— start Given information —

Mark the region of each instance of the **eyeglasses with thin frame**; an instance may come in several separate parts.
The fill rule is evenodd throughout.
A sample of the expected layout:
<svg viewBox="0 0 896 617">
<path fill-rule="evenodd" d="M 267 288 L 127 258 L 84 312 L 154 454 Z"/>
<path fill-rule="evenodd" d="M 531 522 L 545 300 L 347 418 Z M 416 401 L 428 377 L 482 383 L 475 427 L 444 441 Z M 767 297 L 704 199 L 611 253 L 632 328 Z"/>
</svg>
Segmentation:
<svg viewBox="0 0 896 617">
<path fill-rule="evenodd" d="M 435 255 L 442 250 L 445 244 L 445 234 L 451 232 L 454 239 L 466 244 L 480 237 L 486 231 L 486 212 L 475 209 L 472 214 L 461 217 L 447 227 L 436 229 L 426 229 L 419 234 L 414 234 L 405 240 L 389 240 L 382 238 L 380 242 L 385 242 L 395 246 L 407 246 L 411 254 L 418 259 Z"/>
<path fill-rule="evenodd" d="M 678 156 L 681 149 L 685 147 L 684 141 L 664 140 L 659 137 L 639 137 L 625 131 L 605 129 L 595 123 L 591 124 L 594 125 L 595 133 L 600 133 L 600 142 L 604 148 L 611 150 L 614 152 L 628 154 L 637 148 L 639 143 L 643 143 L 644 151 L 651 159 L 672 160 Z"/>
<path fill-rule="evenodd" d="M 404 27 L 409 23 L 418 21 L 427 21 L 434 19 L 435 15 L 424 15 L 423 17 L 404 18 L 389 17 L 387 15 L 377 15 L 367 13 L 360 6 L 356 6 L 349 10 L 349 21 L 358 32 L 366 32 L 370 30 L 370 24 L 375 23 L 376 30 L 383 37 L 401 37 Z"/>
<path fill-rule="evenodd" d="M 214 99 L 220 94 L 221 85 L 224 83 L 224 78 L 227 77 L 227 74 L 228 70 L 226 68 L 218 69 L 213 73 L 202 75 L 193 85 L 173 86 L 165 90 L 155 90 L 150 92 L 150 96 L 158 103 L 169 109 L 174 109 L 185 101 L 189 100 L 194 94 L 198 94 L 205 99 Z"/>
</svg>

— end Given information —

_Problem to work on_
Rewrite all of the data above, replacing "thin frame" with "slim frame" and keeping everything else the same.

_Expected answer_
Mark the region of each instance of the **eyeglasses with slim frame**; an instance may come in several separate parts.
The fill rule is evenodd throughout.
A sample of the expected layout:
<svg viewBox="0 0 896 617">
<path fill-rule="evenodd" d="M 267 288 L 127 258 L 84 312 L 154 454 Z"/>
<path fill-rule="evenodd" d="M 531 522 L 545 300 L 347 418 Z M 416 401 L 428 377 L 482 383 L 475 427 L 444 441 Z M 767 297 L 704 199 L 611 253 L 632 328 Z"/>
</svg>
Segmentation:
<svg viewBox="0 0 896 617">
<path fill-rule="evenodd" d="M 435 255 L 442 250 L 445 244 L 445 234 L 451 232 L 454 239 L 466 244 L 480 237 L 486 231 L 486 212 L 475 209 L 472 214 L 461 217 L 447 227 L 436 229 L 426 229 L 419 234 L 414 234 L 405 240 L 389 240 L 382 238 L 380 242 L 385 242 L 395 246 L 407 246 L 411 254 L 418 259 Z"/>
<path fill-rule="evenodd" d="M 678 156 L 681 149 L 685 147 L 684 141 L 664 140 L 659 137 L 639 137 L 625 131 L 605 129 L 595 123 L 591 124 L 594 125 L 595 133 L 600 133 L 600 142 L 604 148 L 611 150 L 614 152 L 628 154 L 637 148 L 639 143 L 643 143 L 644 151 L 651 159 L 672 160 Z"/>
<path fill-rule="evenodd" d="M 404 27 L 409 23 L 418 21 L 427 21 L 434 19 L 435 15 L 424 15 L 423 17 L 404 18 L 389 17 L 387 15 L 377 15 L 367 13 L 360 6 L 356 6 L 349 10 L 349 21 L 358 32 L 366 32 L 370 30 L 370 24 L 375 23 L 376 30 L 383 37 L 401 37 Z"/>
<path fill-rule="evenodd" d="M 214 99 L 220 94 L 221 85 L 224 83 L 224 78 L 227 77 L 227 74 L 228 70 L 226 68 L 218 69 L 213 73 L 202 75 L 193 85 L 173 86 L 165 90 L 155 90 L 150 92 L 150 96 L 158 103 L 169 109 L 174 109 L 185 101 L 189 100 L 194 94 L 198 94 L 205 99 Z"/>
</svg>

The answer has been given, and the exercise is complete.